**Consigne**
Répondez brièvement à ces questions sur le texte présenté :
(a) Sur quoi s'appuient les récentes recherches sur le cerveau et l'apprentissage ?
(b) D'après la première découverte, quels enseignants ont le plus de connaissances erronées ?
(c) Où les changements dus à l'apprentissage sont-ils visibles ?

Avant de débuter la lecture…
Les recherches en neurosciences progressent grâce à l’imagerie cérébrale. Elles permettent comprendre comment se fait l’apprentissage tout en déboulonnant de nombreux neuro-mythes.
Quelques découvertes sur le cerveau
Votre élève s’installe à côté de vous pour une explication. Il prend la peine de vous dire qu’il est visuel et que vous devez lui expliquer les concepts en écrivant ou en traçant les figures. Pour répondre à son style d’apprentissage, que faites-vous de différent? Comment doit-on différencier les pratiques pédagogiques en fonction des styles d’apprentissages des élèves? Est-ce que vous connaissez votre style à vous? Influence-t-il vos actes pédagogiques?
Vous avez des élèves moins doués en mathématique, sont-ils plus cerveau droit, donc plus artiste que logique? Comment en tenez-vous compte dans vos approches d’enseignement? Avez-vous des situations d’apprentissage destinées davantage aux cerveaux gauches et d’autres aux cerveaux droits?
Si vous ne tenez pas compte des styles d’apprentissages de vos élèves ni de leur dominance cérébrale, vous avez raison, tout ça n’est absolument pas démontré par la recherche. En fait, il semblerait que modifier les pratiques pédagogiques en fonction des styles d’apprentissages n’influence en rien l’apprentissage.
Les récentes recherches sur le cerveau et l’apprentissage s’appuient sur l’imagerie cérébrale où il est possible de voir le cerveau en train d’apprendre. De plus, il est possible d’observer les modifications du cerveau suite à un apprentissage en comparant différentes approches pédagogiques. Ces recherches ont permis de faire quatre découvertes qui pourraient changer complètement la façon d’enseigner, d’apprendre et d’étudier.
Première découverte : connaissances erronées sur le cerveau
Nos intuitions spontanées sont fréquemment des neuro-mythes. Un grand pourcentage des enseignants croient aux styles d’apprentissages et à la dominance cérébrale. De plus, les enseignants les plus connaissants sur le cerveau sont ceux qui ont le plus de connaissances erronées surtout en ce qui a trait aux neuro-mythes.
Deuxième découverte : La neuroplasticité
L’apprentissage modifie le cerveau, influence le développement des connexions entre les neurones. En bref, le cerveau change au fur et à mesure qu’on apprend et ces changements s’observent à l’aide de l’imagerie cérébrale. Les changements sont visibles dans la structure du cerveau.

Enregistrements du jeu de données
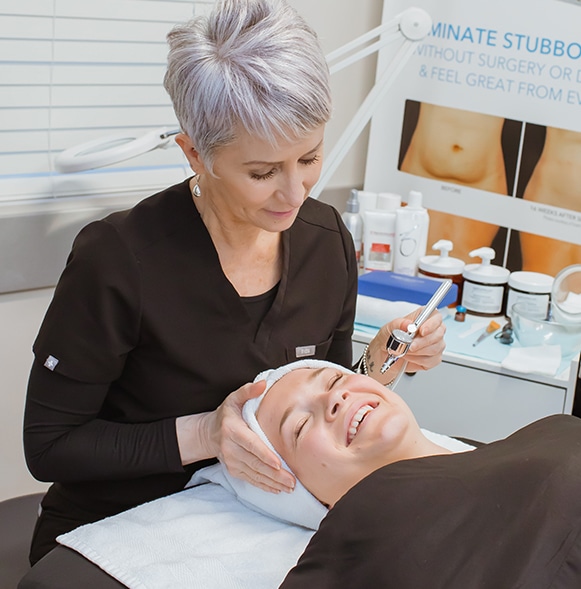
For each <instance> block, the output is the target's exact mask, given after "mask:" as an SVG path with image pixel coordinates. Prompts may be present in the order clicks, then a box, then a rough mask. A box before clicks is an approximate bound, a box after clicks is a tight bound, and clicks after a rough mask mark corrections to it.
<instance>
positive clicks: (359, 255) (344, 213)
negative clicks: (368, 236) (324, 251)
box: [341, 189, 363, 264]
mask: <svg viewBox="0 0 581 589" xmlns="http://www.w3.org/2000/svg"><path fill="white" fill-rule="evenodd" d="M341 217H342V219H343V222H344V223H345V226H346V227H347V229H348V230H349V233H351V236H352V237H353V244H354V246H355V256H356V257H357V264H359V260H360V258H361V240H362V238H363V218H362V217H361V215H360V214H359V200H358V198H357V190H355V189H353V190H352V191H351V196H350V197H349V200H348V201H347V208H346V210H345V212H344V213H343V214H342V215H341Z"/></svg>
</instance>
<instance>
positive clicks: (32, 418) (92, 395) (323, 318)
mask: <svg viewBox="0 0 581 589" xmlns="http://www.w3.org/2000/svg"><path fill="white" fill-rule="evenodd" d="M283 256H284V262H283V272H282V277H281V280H280V283H279V285H278V290H277V293H276V296H275V298H274V301H273V303H272V306H271V308H270V310H269V311H268V312H267V314H266V316H265V317H264V319H263V320H262V322H261V323H260V325H259V326H258V329H257V328H256V323H255V322H254V321H253V320H252V318H251V317H250V315H249V314H248V312H247V310H246V309H245V306H244V304H243V301H242V300H241V298H240V296H239V295H238V293H237V292H236V290H235V289H234V287H233V286H232V284H231V283H230V282H229V281H228V279H227V278H226V276H225V275H224V273H223V272H222V269H221V266H220V263H219V259H218V255H217V252H216V250H215V248H214V246H213V243H212V240H211V238H210V235H209V233H208V232H207V230H206V227H205V225H204V224H203V222H202V220H201V218H200V215H199V213H198V211H197V209H196V207H195V205H194V203H193V200H192V196H191V193H190V189H189V183H188V181H184V182H182V183H180V184H178V185H176V186H173V187H171V188H168V189H166V190H164V191H163V192H160V193H158V194H156V195H154V196H152V197H150V198H147V199H145V200H144V201H142V202H141V203H139V204H137V205H136V206H135V207H134V208H132V209H130V210H128V211H124V212H118V213H114V214H112V215H110V216H108V217H107V218H106V219H104V220H101V221H97V222H94V223H91V224H90V225H88V226H87V227H86V228H84V229H83V230H82V231H81V232H80V234H79V235H78V236H77V238H76V240H75V242H74V244H73V248H72V251H71V254H70V256H69V259H68V261H67V265H66V268H65V270H64V272H63V274H62V277H61V279H60V281H59V283H58V285H57V288H56V290H55V294H54V298H53V301H52V303H51V305H50V307H49V309H48V311H47V313H46V316H45V319H44V321H43V324H42V326H41V329H40V332H39V334H38V337H37V339H36V341H35V343H34V354H35V364H34V366H33V369H32V372H31V378H30V383H29V390H28V397H27V406H26V411H25V432H24V441H25V451H26V457H27V461H28V464H29V467H30V468H31V471H32V472H33V474H35V476H37V477H38V478H41V479H43V480H48V481H57V482H58V484H57V485H53V486H52V487H51V489H50V490H49V492H48V495H47V498H45V508H46V509H50V510H53V512H55V513H57V512H59V511H62V512H63V513H64V512H67V510H70V509H71V506H74V510H75V516H74V519H75V520H76V521H75V522H72V523H71V525H70V526H69V527H70V528H71V529H72V528H73V527H76V525H78V524H79V523H84V522H83V521H80V520H86V521H94V520H96V519H99V518H101V517H105V516H107V515H112V514H114V513H118V512H120V511H122V510H124V509H127V508H129V507H132V506H135V505H137V504H140V503H143V502H144V501H149V500H152V499H155V498H157V497H160V496H163V495H166V494H169V493H172V492H175V491H178V490H181V489H182V488H183V487H184V485H185V483H186V482H187V481H188V480H189V478H190V476H191V474H192V473H193V471H194V470H195V469H196V468H199V467H201V466H203V465H205V464H206V463H205V462H201V463H197V464H194V465H189V466H188V467H186V468H184V467H182V465H181V460H180V455H179V449H178V445H177V439H176V434H175V418H176V417H177V416H180V415H187V414H192V413H199V412H203V411H210V410H213V409H215V408H216V407H217V406H218V405H219V404H220V403H221V402H222V400H223V399H224V398H225V397H226V396H227V395H228V394H229V393H230V392H232V391H233V390H235V389H237V388H238V387H240V386H241V385H242V384H244V383H246V382H249V381H252V380H253V379H254V377H255V376H256V374H257V373H259V372H260V371H262V370H264V369H266V368H272V367H273V366H279V365H282V364H285V363H287V362H289V361H293V360H296V359H297V358H301V357H305V356H303V355H304V354H309V356H306V357H312V358H319V359H327V360H330V361H333V362H337V363H339V364H342V365H345V366H350V365H351V361H352V358H351V335H352V330H353V321H354V315H355V302H356V295H357V266H356V261H355V254H354V248H353V242H352V239H351V236H350V234H349V233H348V231H347V230H346V228H345V226H344V225H343V223H342V221H341V218H340V215H339V214H338V213H337V211H336V210H335V209H333V208H332V207H330V206H329V205H326V204H324V203H321V202H319V201H317V200H313V199H311V198H308V199H307V200H306V201H305V203H304V204H303V206H302V207H301V209H300V211H299V214H298V217H297V219H296V221H295V223H294V224H293V226H292V227H291V228H290V229H289V230H287V231H285V232H284V233H283ZM73 524H75V525H73Z"/></svg>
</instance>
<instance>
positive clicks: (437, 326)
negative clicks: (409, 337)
mask: <svg viewBox="0 0 581 589" xmlns="http://www.w3.org/2000/svg"><path fill="white" fill-rule="evenodd" d="M417 314H418V312H417V311H414V312H412V313H410V314H409V315H406V317H403V318H400V319H394V320H393V321H390V322H389V323H386V324H385V325H384V326H383V327H382V328H381V329H380V330H379V333H378V334H377V335H376V336H375V338H374V339H373V340H372V341H371V343H370V344H369V348H368V350H367V354H368V355H367V367H368V372H369V375H370V376H372V377H373V378H375V379H376V380H378V381H380V382H383V384H385V383H389V382H391V381H393V380H394V378H395V377H396V376H397V375H398V374H399V372H401V370H402V369H403V366H404V364H405V362H404V359H401V360H399V361H398V362H396V363H395V364H394V365H393V366H392V367H391V368H390V369H389V370H388V371H387V372H386V373H385V374H384V375H382V374H381V373H380V368H381V366H382V365H383V363H384V362H385V360H386V358H387V352H386V344H387V340H388V338H389V336H390V334H391V332H392V331H393V330H394V329H401V330H402V331H406V330H407V327H408V325H409V324H410V323H412V322H413V320H414V319H415V317H417ZM445 333H446V327H445V326H444V323H443V320H442V315H441V314H440V313H439V312H438V311H434V313H432V315H431V316H430V318H429V319H427V320H426V321H425V322H424V323H423V324H422V325H421V326H420V328H419V330H418V331H417V333H416V335H415V337H414V339H413V341H412V343H411V345H410V347H409V349H408V352H407V354H406V355H405V361H406V362H407V365H406V366H405V370H406V372H417V371H418V370H429V369H430V368H433V367H434V366H437V365H438V364H439V363H440V362H441V361H442V354H443V353H444V349H445V347H446V345H445V343H444V334H445Z"/></svg>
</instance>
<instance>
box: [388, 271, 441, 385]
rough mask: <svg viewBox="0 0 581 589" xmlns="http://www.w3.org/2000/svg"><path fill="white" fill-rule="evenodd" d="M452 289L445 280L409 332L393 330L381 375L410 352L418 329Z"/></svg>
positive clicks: (416, 317) (390, 335)
mask: <svg viewBox="0 0 581 589" xmlns="http://www.w3.org/2000/svg"><path fill="white" fill-rule="evenodd" d="M451 287H452V281H451V280H449V279H448V280H444V282H442V284H441V285H440V286H439V287H438V289H437V290H436V292H435V293H434V294H433V295H432V298H431V299H430V300H429V301H428V302H427V304H426V306H425V307H424V308H423V309H422V311H421V313H420V314H419V315H418V316H417V317H416V319H415V321H414V322H413V323H410V324H409V325H408V328H407V331H403V329H394V330H393V332H392V333H391V335H390V336H389V339H388V340H387V344H386V350H387V358H386V360H385V362H384V363H383V365H382V367H381V369H380V372H381V374H384V373H385V372H386V371H387V370H388V369H389V368H390V367H391V366H393V365H394V364H395V363H396V362H397V361H398V360H399V359H400V358H402V357H403V356H405V355H406V354H407V351H408V350H409V347H410V345H411V343H412V341H413V340H414V337H415V336H416V333H417V332H418V329H419V328H420V326H421V325H422V324H423V323H424V321H426V319H427V318H428V317H429V316H430V315H431V314H432V313H433V312H434V311H435V310H436V308H437V307H438V305H439V304H440V303H441V302H442V300H443V299H444V297H445V296H446V294H447V293H448V291H449V290H450V288H451Z"/></svg>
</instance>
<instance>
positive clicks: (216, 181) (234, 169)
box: [180, 126, 324, 232]
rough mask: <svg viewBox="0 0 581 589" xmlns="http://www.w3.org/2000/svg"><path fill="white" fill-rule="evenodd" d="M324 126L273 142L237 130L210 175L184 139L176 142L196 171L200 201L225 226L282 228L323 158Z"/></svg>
mask: <svg viewBox="0 0 581 589" xmlns="http://www.w3.org/2000/svg"><path fill="white" fill-rule="evenodd" d="M323 136H324V126H321V127H319V128H317V129H316V130H314V131H312V132H311V133H309V134H308V135H307V136H306V137H304V138H302V139H295V140H293V141H285V140H282V139H281V140H280V141H279V142H278V145H277V146H276V147H273V146H272V145H271V144H270V143H269V142H267V141H265V140H262V139H259V138H257V137H255V136H252V135H250V134H248V133H247V132H245V131H240V132H239V133H238V134H237V139H236V141H235V142H234V143H232V144H230V145H227V146H226V147H223V148H221V149H219V150H218V151H217V153H216V156H215V159H214V166H213V171H214V176H213V175H212V174H210V173H208V171H207V170H206V169H205V167H204V165H203V162H201V160H200V159H199V156H198V155H197V152H195V150H194V149H193V147H192V146H191V142H189V139H188V138H187V137H186V136H185V135H182V136H181V137H182V139H181V142H180V146H181V147H182V149H183V150H184V153H185V154H186V156H188V159H189V160H190V163H191V164H192V168H193V169H194V170H195V171H196V172H198V173H199V174H200V182H199V184H200V190H201V193H202V197H201V198H200V200H202V199H204V197H205V198H206V200H207V203H208V205H209V206H210V208H211V209H212V211H213V212H214V213H215V214H216V216H217V217H218V218H219V219H220V221H221V222H222V223H223V224H226V225H227V226H228V227H232V228H234V229H235V228H236V227H237V226H238V227H240V226H248V225H250V226H254V227H258V228H260V229H264V230H266V231H277V232H278V231H284V230H285V229H288V228H289V227H290V226H291V225H292V224H293V222H294V220H295V218H296V216H297V213H298V210H299V208H300V206H301V205H302V204H303V202H304V201H305V199H306V198H307V196H308V195H309V192H310V190H311V188H312V187H313V186H314V184H315V183H316V182H317V180H318V178H319V176H320V173H321V165H322V159H323Z"/></svg>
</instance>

**Exercice corrigé**
(a) Elles s'appuient sur l'imagerie cérébrale, qui permet de voir le cerveau en train d'apprendre.
(b) Ce sont les enseignants les plus connaissants sur le cerveau, surtout en ce qui a trait aux neuro-mythes.
(c) Ils sont visibles dans la structure du cerveau.